» 给定信息
★ ★ ★

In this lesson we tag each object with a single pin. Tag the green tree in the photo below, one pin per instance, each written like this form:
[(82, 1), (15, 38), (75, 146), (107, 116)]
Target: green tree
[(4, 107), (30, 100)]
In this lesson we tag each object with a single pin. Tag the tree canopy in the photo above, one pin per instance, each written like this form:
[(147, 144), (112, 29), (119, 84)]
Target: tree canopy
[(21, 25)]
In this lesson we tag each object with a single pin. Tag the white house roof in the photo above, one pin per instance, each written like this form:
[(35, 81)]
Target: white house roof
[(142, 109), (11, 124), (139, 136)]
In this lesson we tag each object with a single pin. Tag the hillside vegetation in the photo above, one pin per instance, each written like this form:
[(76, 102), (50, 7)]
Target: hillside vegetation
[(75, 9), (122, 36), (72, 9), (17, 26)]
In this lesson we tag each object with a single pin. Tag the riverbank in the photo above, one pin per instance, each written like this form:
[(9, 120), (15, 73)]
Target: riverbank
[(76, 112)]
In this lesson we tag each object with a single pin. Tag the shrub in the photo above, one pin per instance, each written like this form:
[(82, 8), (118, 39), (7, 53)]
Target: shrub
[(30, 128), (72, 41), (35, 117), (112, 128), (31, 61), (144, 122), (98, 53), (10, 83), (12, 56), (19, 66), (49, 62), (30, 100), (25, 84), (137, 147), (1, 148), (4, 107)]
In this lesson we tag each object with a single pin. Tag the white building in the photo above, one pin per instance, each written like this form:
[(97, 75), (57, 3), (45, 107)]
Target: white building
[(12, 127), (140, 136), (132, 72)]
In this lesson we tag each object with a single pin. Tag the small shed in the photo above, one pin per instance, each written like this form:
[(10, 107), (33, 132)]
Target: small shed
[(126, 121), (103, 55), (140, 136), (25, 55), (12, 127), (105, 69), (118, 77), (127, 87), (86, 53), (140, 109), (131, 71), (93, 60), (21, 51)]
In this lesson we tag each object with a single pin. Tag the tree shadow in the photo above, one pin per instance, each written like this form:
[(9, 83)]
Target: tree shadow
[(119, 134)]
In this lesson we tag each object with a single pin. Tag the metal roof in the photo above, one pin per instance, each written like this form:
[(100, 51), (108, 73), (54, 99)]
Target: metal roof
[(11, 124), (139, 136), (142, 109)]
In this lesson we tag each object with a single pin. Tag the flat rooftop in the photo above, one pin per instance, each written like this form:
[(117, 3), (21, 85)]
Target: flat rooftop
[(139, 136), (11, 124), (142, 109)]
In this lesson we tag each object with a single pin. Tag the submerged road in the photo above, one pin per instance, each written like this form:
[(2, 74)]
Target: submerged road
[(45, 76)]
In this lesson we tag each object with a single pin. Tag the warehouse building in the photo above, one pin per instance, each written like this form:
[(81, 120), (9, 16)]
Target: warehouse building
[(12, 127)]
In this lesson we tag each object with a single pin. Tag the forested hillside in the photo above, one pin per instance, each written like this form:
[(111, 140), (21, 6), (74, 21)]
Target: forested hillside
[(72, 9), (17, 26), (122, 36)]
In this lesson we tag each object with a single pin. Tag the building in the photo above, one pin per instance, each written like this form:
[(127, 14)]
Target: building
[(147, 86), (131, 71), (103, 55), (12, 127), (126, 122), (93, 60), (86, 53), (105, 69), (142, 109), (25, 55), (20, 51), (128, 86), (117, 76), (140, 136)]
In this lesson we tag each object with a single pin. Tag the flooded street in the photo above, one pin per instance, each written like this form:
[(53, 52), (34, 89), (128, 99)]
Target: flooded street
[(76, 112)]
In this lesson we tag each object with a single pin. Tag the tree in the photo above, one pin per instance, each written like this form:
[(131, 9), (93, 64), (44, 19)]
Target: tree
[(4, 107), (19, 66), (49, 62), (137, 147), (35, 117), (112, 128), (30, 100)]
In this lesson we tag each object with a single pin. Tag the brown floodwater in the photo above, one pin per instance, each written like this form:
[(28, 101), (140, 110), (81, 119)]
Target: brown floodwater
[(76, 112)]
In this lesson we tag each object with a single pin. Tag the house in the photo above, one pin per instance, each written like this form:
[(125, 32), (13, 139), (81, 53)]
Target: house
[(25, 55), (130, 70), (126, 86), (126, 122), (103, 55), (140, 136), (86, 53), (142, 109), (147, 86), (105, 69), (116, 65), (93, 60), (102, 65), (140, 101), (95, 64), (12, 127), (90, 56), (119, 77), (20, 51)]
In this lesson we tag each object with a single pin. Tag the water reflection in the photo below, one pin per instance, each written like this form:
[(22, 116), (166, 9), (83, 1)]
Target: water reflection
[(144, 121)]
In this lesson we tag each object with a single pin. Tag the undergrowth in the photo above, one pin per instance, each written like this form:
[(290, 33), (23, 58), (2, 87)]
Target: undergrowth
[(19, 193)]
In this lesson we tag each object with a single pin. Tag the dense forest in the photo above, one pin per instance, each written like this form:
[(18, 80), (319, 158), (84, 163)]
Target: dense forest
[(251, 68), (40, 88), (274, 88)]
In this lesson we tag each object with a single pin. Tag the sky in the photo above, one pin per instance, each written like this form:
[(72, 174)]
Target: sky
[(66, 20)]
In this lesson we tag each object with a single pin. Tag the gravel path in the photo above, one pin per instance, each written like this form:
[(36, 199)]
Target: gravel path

★ ★ ★

» 要做的事
把含有"Tag the building"的那一行到含有"[(19, 193)]"的那一行一字不改地照抄出来，首尾两行都要包括。

» 练习结果
In this lesson we tag each object with a single pin. Tag the building in the photo above, one pin per instance, each written like this form:
[(127, 14)]
Target: building
[(147, 86), (131, 71), (103, 55), (12, 127), (126, 122), (93, 60), (86, 53), (105, 69), (142, 109), (25, 55), (20, 51), (128, 86), (117, 76), (140, 136)]
In this lesson we tag each object with a single pin. Tag the flooded street in the photo above, one pin per instance, each written like this form:
[(53, 52), (34, 89), (128, 99)]
Target: flooded street
[(76, 112)]
In this lesson we tag each object with a single pin. Tag the tree in the photo above, one pin per instance, each written like this form:
[(131, 9), (93, 64), (44, 19)]
Target: tree
[(4, 107), (19, 66), (49, 62), (137, 147), (35, 117), (112, 128), (30, 100)]
In this lesson we tag each object with a single pin. Tag the brown floodwater in the photo above, one pin per instance, each written like this form:
[(28, 101), (140, 110), (81, 119)]
Target: brown floodwater
[(76, 112)]
In this lesson we tag each object with a single pin. Tag the house in the photo above, one pin per instance, each written like this form:
[(125, 32), (13, 139), (81, 53)]
Target: house
[(25, 55), (130, 70), (126, 86), (126, 122), (103, 55), (140, 136), (86, 53), (142, 109), (147, 86), (105, 69), (116, 65), (93, 60), (102, 65), (140, 101), (95, 64), (12, 127), (90, 56), (119, 77), (20, 51)]
In this lesson we tag each object with a single pin. Tag the water reflection in the photo below, one pin per instance, each written like this form:
[(22, 116), (166, 9), (83, 1)]
Target: water reflection
[(144, 121)]
In this lesson we tag each object with a single pin. Tag the undergrowth in the photo above, one pin per instance, each written like this form:
[(290, 33), (23, 58), (2, 87)]
Target: undergrowth
[(19, 193)]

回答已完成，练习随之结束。